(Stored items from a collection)
=-=-=-=-=

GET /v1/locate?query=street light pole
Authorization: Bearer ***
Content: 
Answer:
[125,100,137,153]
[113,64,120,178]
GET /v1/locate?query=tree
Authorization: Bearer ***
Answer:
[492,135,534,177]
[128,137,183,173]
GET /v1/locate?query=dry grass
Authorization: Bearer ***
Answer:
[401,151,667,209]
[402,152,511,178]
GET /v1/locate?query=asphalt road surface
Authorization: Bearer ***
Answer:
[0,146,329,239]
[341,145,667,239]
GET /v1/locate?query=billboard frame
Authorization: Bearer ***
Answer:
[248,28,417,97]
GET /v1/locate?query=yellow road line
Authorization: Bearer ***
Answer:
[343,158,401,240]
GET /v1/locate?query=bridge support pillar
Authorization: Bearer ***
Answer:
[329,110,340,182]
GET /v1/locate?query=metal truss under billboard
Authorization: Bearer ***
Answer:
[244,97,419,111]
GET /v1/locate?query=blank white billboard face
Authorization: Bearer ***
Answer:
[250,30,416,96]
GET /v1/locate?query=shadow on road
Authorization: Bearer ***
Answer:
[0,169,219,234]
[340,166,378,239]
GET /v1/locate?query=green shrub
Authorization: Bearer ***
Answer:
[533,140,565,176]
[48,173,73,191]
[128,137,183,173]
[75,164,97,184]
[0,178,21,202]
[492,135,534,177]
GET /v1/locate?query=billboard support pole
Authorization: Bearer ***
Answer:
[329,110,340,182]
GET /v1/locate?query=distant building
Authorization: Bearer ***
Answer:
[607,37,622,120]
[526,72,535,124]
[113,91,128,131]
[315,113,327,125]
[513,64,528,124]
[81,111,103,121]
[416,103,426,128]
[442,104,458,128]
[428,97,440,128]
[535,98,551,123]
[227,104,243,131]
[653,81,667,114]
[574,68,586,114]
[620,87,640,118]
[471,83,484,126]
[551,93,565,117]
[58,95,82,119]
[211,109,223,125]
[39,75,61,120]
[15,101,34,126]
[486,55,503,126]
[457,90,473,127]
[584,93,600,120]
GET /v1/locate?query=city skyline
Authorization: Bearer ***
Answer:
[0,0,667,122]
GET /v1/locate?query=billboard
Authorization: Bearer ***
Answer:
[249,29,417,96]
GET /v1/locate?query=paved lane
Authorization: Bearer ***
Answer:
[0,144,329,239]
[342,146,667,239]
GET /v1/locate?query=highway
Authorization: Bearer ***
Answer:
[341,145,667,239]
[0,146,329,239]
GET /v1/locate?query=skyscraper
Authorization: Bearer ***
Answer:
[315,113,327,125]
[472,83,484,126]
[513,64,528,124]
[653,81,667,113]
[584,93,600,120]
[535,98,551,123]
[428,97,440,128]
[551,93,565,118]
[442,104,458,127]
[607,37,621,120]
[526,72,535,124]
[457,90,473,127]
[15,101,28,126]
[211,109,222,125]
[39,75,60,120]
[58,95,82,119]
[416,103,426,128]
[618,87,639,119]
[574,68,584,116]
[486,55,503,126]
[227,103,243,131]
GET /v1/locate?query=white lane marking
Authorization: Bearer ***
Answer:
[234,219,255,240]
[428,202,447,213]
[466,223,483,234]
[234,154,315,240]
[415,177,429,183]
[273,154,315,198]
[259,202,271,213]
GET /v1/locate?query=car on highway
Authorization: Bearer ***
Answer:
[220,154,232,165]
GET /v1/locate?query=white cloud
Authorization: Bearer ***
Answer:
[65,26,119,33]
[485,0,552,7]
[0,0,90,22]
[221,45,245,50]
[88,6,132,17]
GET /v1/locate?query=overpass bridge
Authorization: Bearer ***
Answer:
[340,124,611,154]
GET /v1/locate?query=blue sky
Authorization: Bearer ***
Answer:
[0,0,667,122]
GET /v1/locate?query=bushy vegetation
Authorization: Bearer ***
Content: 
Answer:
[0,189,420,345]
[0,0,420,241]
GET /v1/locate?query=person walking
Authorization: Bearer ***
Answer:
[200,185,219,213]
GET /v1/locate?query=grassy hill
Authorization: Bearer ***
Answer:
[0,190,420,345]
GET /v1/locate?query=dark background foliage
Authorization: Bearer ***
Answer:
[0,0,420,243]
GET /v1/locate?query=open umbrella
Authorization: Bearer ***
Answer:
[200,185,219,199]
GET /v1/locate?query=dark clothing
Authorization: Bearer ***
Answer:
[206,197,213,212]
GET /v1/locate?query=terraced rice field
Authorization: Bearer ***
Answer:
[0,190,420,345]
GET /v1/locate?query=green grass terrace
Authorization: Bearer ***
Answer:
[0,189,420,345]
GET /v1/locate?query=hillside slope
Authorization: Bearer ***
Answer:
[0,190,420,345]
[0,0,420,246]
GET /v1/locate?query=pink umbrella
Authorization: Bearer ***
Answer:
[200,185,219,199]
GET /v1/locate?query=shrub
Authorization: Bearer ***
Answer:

=-=-=-=-=

(EXERCISE OBJECTIVE)
Give every line of the records above as a Markdown table with two columns, Row and Line. Number the rows in order and skip any blank lines.

(RESULT)
| Row | Line |
|---|---|
| 1 | GET /v1/locate?query=street light pole |
| 2 | Authorization: Bearer *** |
| 3 | Content:  |
| 4 | Answer: |
| 5 | [125,100,137,153] |
| 6 | [113,64,120,178] |
| 7 | GET /v1/locate?query=tree |
| 8 | Authorization: Bearer *** |
| 9 | Answer: |
| 10 | [492,135,534,177] |
| 11 | [128,137,183,173] |
| 12 | GET /v1/locate?query=dry grass |
| 13 | Authorization: Bearer *** |
| 14 | Answer: |
| 15 | [401,151,667,209] |
| 16 | [402,152,511,178] |
| 17 | GET /v1/locate?query=asphalt road surface |
| 18 | Authorization: Bearer *** |
| 19 | Answer: |
| 20 | [0,146,329,239] |
| 21 | [341,145,667,239] |
| 22 | GET /v1/locate?query=billboard frame |
| 23 | Authorization: Bearer *** |
| 24 | Answer: |
| 25 | [248,28,417,97] |
| 26 | GET /v1/locate?query=yellow road line |
| 27 | Authorization: Bearer *** |
| 28 | Answer: |
| 29 | [343,158,401,240] |
| 30 | GET /v1/locate?query=bridge support pillar |
| 31 | Authorization: Bearer *** |
| 32 | Answer: |
| 33 | [329,110,340,182] |
| 34 | GET /v1/locate?query=metal truss under billboard |
| 35 | Authorization: Bearer *** |
| 36 | Answer: |
| 37 | [244,97,419,111] |
| 38 | GET /v1/locate?query=blank white billboard face |
| 39 | Authorization: Bearer *** |
| 40 | Answer: |
| 41 | [250,30,416,96] |
| 42 | GET /v1/locate?query=shadow on road |
| 43 | Authorization: Bearer *** |
| 44 | Answer: |
| 45 | [0,169,219,234] |
| 46 | [340,166,378,239] |
| 47 | GET /v1/locate?query=green shrub |
| 48 | Authorization: Bearer *** |
| 49 | Answer: |
| 50 | [533,140,565,176] |
| 51 | [48,173,73,191] |
| 52 | [128,137,183,173] |
| 53 | [75,164,97,184] |
| 54 | [0,178,21,202] |
| 55 | [492,135,534,177] |
| 56 | GET /v1/locate?query=billboard support pole |
| 57 | Authorization: Bearer *** |
| 58 | Answer: |
| 59 | [329,110,340,182] |
| 60 | GET /v1/locate?query=distant building |
| 61 | Authorization: Bearer *** |
| 62 | Answer: |
| 63 | [607,37,622,120] |
| 64 | [526,72,535,124] |
| 65 | [113,91,128,131] |
| 66 | [315,113,327,125] |
| 67 | [513,64,528,124] |
| 68 | [81,111,103,121] |
| 69 | [416,103,426,128] |
| 70 | [442,104,458,128] |
| 71 | [428,97,440,128] |
| 72 | [535,98,551,123] |
| 73 | [227,104,243,131] |
| 74 | [653,81,667,114] |
| 75 | [574,68,586,114] |
| 76 | [620,87,640,118] |
| 77 | [471,83,484,126] |
| 78 | [551,93,565,117] |
| 79 | [58,95,82,119] |
| 80 | [211,109,223,125] |
| 81 | [39,75,61,120] |
| 82 | [15,101,34,126] |
| 83 | [486,55,503,126] |
| 84 | [457,90,473,127] |
| 85 | [584,93,600,120] |
| 86 | GET /v1/locate?query=city skyline |
| 87 | Authorization: Bearer *** |
| 88 | Answer: |
| 89 | [0,0,667,122] |
| 90 | GET /v1/locate?query=billboard |
| 91 | Authorization: Bearer *** |
| 92 | Answer: |
| 93 | [249,29,417,96] |
| 94 | GET /v1/locate?query=paved lane |
| 95 | Authorization: Bearer *** |
| 96 | Answer: |
| 97 | [0,144,329,239] |
| 98 | [342,146,667,239] |
| 99 | GET /v1/locate?query=highway |
| 100 | Authorization: Bearer *** |
| 101 | Answer: |
| 102 | [341,145,667,239] |
| 103 | [0,146,329,239] |
| 104 | GET /v1/locate?query=skyscraper |
| 105 | Authorization: Bearer *** |
| 106 | Answer: |
| 107 | [315,113,327,125] |
| 108 | [472,83,484,126] |
| 109 | [513,64,528,124] |
| 110 | [653,81,667,113] |
| 111 | [584,93,600,120] |
| 112 | [535,98,551,123] |
| 113 | [428,97,440,128] |
| 114 | [551,93,565,118] |
| 115 | [442,104,458,127] |
| 116 | [607,37,621,120] |
| 117 | [526,72,535,124] |
| 118 | [457,90,473,127] |
| 119 | [15,101,28,126] |
| 120 | [211,109,222,125] |
| 121 | [39,75,60,120] |
| 122 | [58,95,82,119] |
| 123 | [416,103,426,128] |
| 124 | [618,87,639,119] |
| 125 | [574,68,584,116] |
| 126 | [486,55,503,126] |
| 127 | [227,103,243,131] |
| 128 | GET /v1/locate?query=white lane marking |
| 129 | Authorization: Bearer *** |
| 130 | Answer: |
| 131 | [234,219,255,240] |
| 132 | [428,202,447,213] |
| 133 | [466,223,483,234] |
| 134 | [234,154,315,240] |
| 135 | [415,177,429,183] |
| 136 | [273,154,315,198] |
| 137 | [259,202,271,213] |
| 138 | GET /v1/locate?query=car on highway |
| 139 | Authorization: Bearer *** |
| 140 | Answer: |
| 141 | [220,154,232,165] |
| 142 | GET /v1/locate?query=white cloud |
| 143 | Authorization: Bearer *** |
| 144 | Answer: |
| 145 | [65,26,119,33] |
| 146 | [485,0,552,7] |
| 147 | [0,0,90,22] |
| 148 | [221,45,245,50] |
| 149 | [88,6,132,17] |
| 150 | GET /v1/locate?query=overpass bridge |
| 151 | Authorization: Bearer *** |
| 152 | Answer: |
| 153 | [340,124,611,154] |
| 154 | GET /v1/locate?query=blue sky |
| 155 | Authorization: Bearer *** |
| 156 | Answer: |
| 157 | [0,0,667,122] |
| 158 | GET /v1/locate?query=bushy vegetation |
| 159 | Authorization: Bearer *** |
| 160 | Content:  |
| 161 | Answer: |
| 162 | [0,189,420,345] |
| 163 | [0,0,420,241] |
| 164 | GET /v1/locate?query=person walking |
| 165 | Authorization: Bearer *** |
| 166 | Answer: |
| 167 | [200,185,219,213] |
| 168 | GET /v1/locate?query=grassy hill |
| 169 | Authorization: Bearer *** |
| 170 | Answer: |
| 171 | [0,190,420,345] |
| 172 | GET /v1/locate?query=dark background foliage |
| 173 | Authorization: Bearer *** |
| 174 | Answer: |
| 175 | [0,0,420,243] |
| 176 | GET /v1/locate?query=open umbrella |
| 177 | Authorization: Bearer *** |
| 178 | Answer: |
| 179 | [200,185,219,199] |
| 180 | GET /v1/locate?query=dark clothing |
| 181 | Authorization: Bearer *** |
| 182 | Answer: |
| 183 | [206,197,213,212] |
| 184 | GET /v1/locate?query=terraced rice field |
| 185 | Authorization: Bearer *** |
| 186 | Answer: |
| 187 | [0,190,420,345] |
| 188 | GET /v1/locate?query=green grass terrace |
| 189 | Authorization: Bearer *** |
| 190 | Answer: |
| 191 | [0,189,420,345] |
| 192 | GET /v1/locate?query=hillside slope |
| 193 | Authorization: Bearer *** |
| 194 | Answer: |
| 195 | [0,190,420,345] |
| 196 | [0,0,420,246] |
| 197 | GET /v1/locate?query=pink umbrella |
| 198 | Authorization: Bearer *** |
| 199 | Answer: |
| 200 | [200,185,219,199] |
| 201 | GET /v1/locate?query=shrub |
| 202 | Authorization: Bearer *** |
| 203 | Answer: |